* [Exercise tasks]:
**A)** Condense the paragraph of the Marrakech wedding text that begins "The opening scenes at Amanjena" into a shorter version that keeps its main facts.
**B)** Copy the part of the Marrakech wedding text that opens with the words containing "The opening scenes" and closes with "it to shorthand.", swapping "candlelight" out for "lantern light".

A Four-Day Wedding Journey Through Marrakech and the Agafay Desert
Set across Marrakech and the Agafay Desert, this celebration is defined by immersive pacing — four days that feel connected, but never repetitive. Rather than building everything around one headline moment, the wedding unfolds through shifts in setting, mood, and energy, giving guests time to settle into each chapter properly. For couples planning a celebration in Morocco, it is a strong example of how a destination wedding can feel expansive without becoming visually or emotionally overcrowded.
The opening scenes at Amanjena establish that rhythm immediately. Water, terracotta tones, palms, candlelight, and hand-finished details create an atmosphere that feels warm and composed, with the architecture doing as much as the décor. WeDoAgency describe the beginning as “a gentle immersion,” which feels exactly right for a welcome evening built around dinner, conversation, and ease rather than a big opening statement. The styling leans into texture and colour in a way that introduces Morocco without reducing it to shorthand.

* [Dataset entries]:

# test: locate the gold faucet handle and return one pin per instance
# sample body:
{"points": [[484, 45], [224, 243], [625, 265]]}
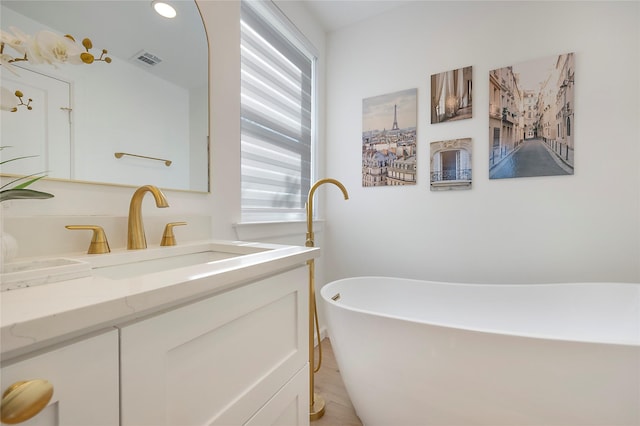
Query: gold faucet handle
{"points": [[99, 243], [168, 239]]}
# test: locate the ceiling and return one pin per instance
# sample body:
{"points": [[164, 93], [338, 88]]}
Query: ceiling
{"points": [[127, 27], [336, 14]]}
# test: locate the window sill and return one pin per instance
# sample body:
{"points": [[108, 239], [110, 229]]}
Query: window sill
{"points": [[252, 231]]}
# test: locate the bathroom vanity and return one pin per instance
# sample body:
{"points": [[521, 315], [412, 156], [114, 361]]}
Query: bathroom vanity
{"points": [[220, 341]]}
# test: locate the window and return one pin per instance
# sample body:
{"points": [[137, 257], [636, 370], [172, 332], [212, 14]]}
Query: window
{"points": [[276, 117]]}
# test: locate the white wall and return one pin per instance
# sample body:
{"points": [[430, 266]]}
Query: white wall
{"points": [[584, 227], [38, 225], [106, 90]]}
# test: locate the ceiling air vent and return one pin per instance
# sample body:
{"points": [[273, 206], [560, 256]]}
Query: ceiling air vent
{"points": [[146, 58]]}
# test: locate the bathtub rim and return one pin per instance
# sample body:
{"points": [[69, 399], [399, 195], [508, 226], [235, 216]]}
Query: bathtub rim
{"points": [[327, 298]]}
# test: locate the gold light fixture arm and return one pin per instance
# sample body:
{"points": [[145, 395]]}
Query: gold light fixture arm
{"points": [[316, 402], [121, 154], [23, 400]]}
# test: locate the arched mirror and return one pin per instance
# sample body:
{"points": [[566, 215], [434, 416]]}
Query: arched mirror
{"points": [[141, 119]]}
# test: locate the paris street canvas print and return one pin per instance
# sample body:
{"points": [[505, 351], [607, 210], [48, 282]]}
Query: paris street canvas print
{"points": [[531, 118], [389, 139]]}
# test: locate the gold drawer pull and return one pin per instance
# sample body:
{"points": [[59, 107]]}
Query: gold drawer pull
{"points": [[23, 400]]}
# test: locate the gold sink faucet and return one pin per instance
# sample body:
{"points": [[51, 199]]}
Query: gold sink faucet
{"points": [[135, 235]]}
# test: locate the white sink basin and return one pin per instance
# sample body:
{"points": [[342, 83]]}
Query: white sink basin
{"points": [[122, 263], [135, 269], [134, 263]]}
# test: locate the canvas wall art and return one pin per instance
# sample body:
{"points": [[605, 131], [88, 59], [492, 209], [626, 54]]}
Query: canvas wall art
{"points": [[389, 139], [451, 164], [451, 95], [531, 118]]}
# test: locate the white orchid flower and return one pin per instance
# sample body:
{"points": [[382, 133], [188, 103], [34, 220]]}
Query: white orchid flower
{"points": [[51, 48], [18, 41], [5, 62], [8, 100]]}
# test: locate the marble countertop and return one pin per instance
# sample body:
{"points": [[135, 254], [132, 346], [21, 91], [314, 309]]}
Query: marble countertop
{"points": [[35, 317]]}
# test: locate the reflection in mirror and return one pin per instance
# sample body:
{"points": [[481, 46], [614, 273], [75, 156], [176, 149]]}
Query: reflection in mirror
{"points": [[150, 102]]}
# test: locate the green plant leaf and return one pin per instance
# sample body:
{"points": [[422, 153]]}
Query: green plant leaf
{"points": [[17, 158], [21, 194], [24, 184]]}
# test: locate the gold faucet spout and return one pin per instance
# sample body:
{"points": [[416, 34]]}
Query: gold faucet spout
{"points": [[309, 242], [316, 402], [135, 234]]}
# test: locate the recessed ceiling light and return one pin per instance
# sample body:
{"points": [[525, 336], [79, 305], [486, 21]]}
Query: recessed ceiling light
{"points": [[164, 9]]}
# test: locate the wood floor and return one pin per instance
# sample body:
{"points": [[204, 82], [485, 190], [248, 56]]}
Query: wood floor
{"points": [[328, 383]]}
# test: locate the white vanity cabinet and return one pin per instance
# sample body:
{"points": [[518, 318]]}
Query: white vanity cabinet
{"points": [[239, 357], [84, 375]]}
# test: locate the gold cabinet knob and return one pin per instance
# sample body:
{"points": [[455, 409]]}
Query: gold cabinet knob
{"points": [[168, 239], [99, 243], [23, 400]]}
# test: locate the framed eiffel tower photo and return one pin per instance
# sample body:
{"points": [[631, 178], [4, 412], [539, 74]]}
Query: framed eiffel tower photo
{"points": [[389, 139]]}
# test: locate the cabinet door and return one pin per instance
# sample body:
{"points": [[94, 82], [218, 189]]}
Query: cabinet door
{"points": [[84, 376], [289, 407], [219, 360]]}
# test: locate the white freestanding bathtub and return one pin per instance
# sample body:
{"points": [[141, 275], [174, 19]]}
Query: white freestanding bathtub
{"points": [[428, 353]]}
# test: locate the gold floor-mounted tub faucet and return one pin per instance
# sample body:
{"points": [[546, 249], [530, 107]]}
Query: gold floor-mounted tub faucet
{"points": [[135, 234], [316, 402]]}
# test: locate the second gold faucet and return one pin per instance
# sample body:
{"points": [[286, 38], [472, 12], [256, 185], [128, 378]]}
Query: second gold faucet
{"points": [[135, 233]]}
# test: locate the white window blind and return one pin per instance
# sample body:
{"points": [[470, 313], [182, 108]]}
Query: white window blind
{"points": [[276, 119]]}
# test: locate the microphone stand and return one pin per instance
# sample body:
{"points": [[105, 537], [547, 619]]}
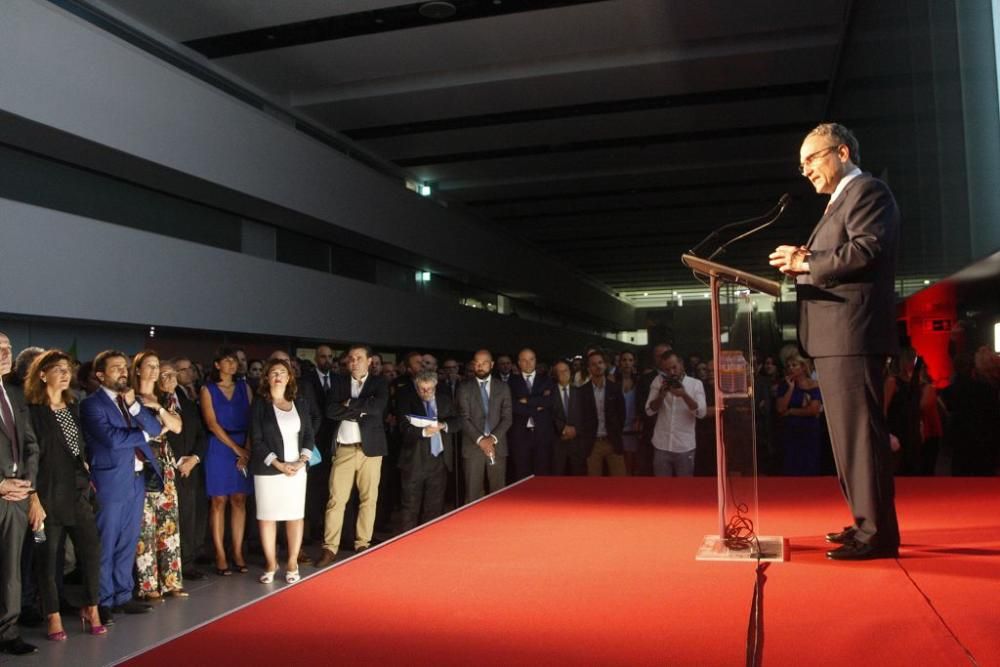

* [Answers for this exercise]:
**A)** The opening scenes at Amanjena set the wedding's rhythm right away. Water, terracotta tones, palms, candlelight, and hand-finished details create a warm, composed atmosphere in which the architecture matters as much as the décor. WeDoAgency call the start "a gentle immersion," which suits a welcome evening centered on dinner, conversation, and ease instead of a big opening statement. Textured, colorful styling introduces Morocco without reducing it to shorthand.

**B)**
The opening scenes at Amanjena establish that rhythm immediately. Water, terracotta tones, palms, lantern light, and hand-finished details create an atmosphere that feels warm and composed, with the architecture doing as much as the décor. WeDoAgency describe the beginning as “a gentle immersion,” which feels exactly right for a welcome evening built around dinner, conversation, and ease rather than a big opening statement. The styling leans into texture and colour in a way that introduces Morocco without reducing it to shorthand.